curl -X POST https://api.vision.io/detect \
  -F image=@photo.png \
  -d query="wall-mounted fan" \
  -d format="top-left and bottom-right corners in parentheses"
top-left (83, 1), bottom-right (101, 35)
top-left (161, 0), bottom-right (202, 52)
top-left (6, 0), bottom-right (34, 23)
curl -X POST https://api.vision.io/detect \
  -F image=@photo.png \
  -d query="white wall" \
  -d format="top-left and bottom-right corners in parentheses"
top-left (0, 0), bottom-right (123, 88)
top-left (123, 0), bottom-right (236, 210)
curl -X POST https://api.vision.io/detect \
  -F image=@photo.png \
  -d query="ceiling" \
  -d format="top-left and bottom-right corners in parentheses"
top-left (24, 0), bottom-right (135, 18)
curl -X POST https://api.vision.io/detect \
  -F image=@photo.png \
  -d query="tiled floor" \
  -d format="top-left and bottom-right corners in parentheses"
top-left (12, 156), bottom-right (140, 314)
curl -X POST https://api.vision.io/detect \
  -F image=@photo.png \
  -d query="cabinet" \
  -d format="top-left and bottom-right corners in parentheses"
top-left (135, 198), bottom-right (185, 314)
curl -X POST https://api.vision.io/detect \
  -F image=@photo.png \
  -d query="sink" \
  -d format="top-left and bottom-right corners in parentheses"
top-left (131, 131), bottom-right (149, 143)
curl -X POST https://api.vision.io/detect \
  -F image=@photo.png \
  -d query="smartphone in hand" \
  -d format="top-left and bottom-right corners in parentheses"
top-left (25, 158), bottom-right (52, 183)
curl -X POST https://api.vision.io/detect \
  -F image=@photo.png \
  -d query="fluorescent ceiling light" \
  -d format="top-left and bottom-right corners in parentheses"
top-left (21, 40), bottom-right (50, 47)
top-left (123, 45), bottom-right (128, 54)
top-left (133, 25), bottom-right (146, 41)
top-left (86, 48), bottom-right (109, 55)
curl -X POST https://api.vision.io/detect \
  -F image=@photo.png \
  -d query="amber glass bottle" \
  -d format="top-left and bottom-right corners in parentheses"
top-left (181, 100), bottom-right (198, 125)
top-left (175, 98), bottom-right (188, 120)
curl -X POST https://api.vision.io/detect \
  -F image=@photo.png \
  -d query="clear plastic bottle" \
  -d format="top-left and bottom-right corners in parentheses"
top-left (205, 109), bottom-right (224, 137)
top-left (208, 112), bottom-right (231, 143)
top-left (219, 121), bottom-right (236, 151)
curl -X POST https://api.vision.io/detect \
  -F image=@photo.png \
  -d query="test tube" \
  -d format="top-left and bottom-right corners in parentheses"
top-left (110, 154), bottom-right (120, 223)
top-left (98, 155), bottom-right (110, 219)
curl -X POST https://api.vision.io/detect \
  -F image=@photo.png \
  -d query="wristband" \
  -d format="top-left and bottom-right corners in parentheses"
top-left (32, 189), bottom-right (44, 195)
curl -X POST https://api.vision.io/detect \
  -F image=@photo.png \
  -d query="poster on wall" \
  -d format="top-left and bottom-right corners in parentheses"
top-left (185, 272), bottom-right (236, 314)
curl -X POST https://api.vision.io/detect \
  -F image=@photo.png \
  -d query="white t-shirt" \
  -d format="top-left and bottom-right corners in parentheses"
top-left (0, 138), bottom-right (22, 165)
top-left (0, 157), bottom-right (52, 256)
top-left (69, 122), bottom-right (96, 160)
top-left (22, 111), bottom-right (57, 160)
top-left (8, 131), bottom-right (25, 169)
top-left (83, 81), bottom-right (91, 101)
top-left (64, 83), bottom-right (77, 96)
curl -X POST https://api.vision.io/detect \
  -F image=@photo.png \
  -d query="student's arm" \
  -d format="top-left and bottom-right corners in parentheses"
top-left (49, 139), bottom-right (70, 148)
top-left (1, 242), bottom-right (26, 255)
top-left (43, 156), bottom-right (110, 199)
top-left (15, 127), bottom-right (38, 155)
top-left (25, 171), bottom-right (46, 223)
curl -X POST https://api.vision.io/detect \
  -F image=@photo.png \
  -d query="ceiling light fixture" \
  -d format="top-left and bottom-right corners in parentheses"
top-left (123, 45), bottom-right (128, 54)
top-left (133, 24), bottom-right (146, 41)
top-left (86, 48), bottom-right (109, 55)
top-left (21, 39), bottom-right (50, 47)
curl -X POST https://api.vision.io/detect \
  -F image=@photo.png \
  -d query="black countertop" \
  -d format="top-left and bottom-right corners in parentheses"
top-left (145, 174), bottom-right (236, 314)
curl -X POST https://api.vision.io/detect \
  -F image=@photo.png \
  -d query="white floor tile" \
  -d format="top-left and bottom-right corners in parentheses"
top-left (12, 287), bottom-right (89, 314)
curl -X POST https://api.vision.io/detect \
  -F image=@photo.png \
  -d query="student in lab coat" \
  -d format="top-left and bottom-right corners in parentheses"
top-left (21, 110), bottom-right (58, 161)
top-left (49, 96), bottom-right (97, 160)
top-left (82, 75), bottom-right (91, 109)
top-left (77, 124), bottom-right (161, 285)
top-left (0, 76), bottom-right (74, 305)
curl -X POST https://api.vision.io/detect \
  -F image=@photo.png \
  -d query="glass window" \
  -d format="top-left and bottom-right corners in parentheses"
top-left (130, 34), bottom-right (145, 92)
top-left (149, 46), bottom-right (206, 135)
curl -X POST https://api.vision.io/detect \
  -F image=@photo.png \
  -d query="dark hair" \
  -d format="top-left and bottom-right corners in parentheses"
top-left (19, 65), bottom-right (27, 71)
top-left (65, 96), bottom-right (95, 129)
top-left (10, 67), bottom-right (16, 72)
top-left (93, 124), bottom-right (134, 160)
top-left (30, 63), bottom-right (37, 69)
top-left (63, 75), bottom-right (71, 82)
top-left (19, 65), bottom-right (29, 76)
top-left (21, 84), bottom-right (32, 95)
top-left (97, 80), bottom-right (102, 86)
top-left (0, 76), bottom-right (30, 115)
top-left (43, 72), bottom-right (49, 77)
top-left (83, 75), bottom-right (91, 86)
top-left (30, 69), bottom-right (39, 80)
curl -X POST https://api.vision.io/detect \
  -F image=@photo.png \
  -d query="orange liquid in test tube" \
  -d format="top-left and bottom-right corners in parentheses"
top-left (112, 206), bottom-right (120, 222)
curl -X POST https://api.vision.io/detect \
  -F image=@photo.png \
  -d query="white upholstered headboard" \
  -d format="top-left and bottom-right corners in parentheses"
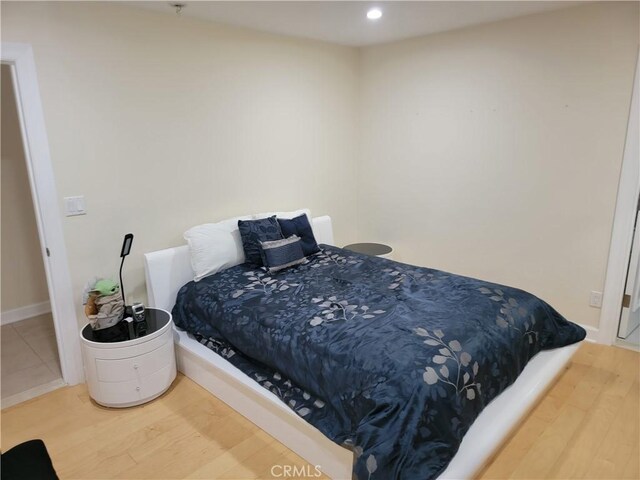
top-left (144, 215), bottom-right (334, 313)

Task directions — Give only the number of lines in the material above that hold the word "ceiling".

Result of this exercise — 3